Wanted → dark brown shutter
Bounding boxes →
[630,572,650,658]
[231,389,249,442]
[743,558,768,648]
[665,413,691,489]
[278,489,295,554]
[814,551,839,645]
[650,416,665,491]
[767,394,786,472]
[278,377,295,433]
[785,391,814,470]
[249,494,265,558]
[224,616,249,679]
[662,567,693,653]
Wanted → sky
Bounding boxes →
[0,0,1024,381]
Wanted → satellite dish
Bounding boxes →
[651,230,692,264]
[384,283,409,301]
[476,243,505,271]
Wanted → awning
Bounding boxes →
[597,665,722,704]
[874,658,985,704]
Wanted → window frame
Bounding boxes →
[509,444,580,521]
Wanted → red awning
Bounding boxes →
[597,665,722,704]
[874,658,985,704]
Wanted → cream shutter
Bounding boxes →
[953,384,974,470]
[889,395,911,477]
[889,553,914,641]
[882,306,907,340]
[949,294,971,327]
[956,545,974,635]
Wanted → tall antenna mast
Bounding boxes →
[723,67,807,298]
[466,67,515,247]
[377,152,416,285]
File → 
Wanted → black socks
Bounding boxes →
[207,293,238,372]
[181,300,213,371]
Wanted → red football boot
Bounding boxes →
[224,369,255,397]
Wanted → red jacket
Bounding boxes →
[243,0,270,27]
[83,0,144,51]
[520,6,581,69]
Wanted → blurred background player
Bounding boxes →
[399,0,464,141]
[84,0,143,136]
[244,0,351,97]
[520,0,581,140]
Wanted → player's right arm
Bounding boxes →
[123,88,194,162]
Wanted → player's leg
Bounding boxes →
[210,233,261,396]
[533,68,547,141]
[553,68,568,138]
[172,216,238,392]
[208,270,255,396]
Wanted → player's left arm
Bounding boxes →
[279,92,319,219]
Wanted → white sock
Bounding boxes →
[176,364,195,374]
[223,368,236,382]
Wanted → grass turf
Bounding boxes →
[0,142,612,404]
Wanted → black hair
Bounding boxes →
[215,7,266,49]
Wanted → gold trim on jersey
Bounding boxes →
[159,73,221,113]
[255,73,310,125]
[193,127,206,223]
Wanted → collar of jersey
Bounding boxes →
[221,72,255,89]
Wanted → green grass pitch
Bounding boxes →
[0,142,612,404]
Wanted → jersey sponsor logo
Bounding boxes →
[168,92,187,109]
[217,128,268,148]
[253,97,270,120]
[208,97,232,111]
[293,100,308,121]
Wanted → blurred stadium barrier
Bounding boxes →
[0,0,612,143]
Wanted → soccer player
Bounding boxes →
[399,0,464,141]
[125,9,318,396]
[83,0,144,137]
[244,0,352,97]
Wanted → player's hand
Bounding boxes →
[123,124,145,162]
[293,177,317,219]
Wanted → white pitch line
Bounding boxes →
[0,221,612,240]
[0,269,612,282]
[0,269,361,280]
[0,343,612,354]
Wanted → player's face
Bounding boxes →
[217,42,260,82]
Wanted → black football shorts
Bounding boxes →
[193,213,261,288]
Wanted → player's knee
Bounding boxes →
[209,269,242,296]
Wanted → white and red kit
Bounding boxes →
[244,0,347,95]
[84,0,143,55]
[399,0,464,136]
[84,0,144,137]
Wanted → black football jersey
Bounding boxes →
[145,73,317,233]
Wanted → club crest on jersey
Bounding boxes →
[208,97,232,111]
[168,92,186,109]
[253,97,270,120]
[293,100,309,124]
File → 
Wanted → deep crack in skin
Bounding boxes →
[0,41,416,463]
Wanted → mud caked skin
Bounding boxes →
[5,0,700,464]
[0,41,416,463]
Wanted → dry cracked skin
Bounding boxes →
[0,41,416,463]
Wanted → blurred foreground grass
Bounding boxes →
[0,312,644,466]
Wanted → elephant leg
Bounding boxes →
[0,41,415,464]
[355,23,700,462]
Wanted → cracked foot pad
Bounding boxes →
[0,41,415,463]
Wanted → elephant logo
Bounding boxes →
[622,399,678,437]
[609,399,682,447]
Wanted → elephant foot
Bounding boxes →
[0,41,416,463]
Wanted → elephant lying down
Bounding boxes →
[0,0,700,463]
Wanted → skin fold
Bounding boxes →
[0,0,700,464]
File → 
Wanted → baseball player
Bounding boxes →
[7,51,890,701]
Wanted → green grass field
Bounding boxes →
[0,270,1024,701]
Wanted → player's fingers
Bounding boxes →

Written instruction >> Reproduce every line of the material above, from the line containing "Wanted → player's leg" through the line containing "[293,100,308,121]", both included, and add 45 to each bounding box coordinate while keeping the "Wanted" lines unchanged.

Exercise result >>
Wanted → player's leg
Bounding boxes →
[255,278,306,441]
[578,113,592,186]
[598,113,613,183]
[217,261,283,437]
[253,315,300,441]
Wanted → player's left arm
Bounding boxes →
[324,137,364,264]
Wanted → white sock
Bounding boxes →
[221,409,240,419]
[268,413,281,427]
Wanted → grass turf
Bounding boxes →
[45,187,657,449]
Wanted → black hair
Bounding boxes →
[260,52,311,94]
Wanted → gold trim on jersey
Bounding boxes →
[204,118,266,158]
[300,118,355,170]
[238,172,251,268]
Wanted → collar of jersey
Bounding boxes →
[266,117,300,134]
Wanted → green grass pitch
Bounding boxes →
[45,187,657,449]
Wanted → jersey sponsor logo
Bounding boxes →
[213,137,232,154]
[262,173,313,193]
[298,142,315,165]
[253,142,277,156]
[338,145,353,166]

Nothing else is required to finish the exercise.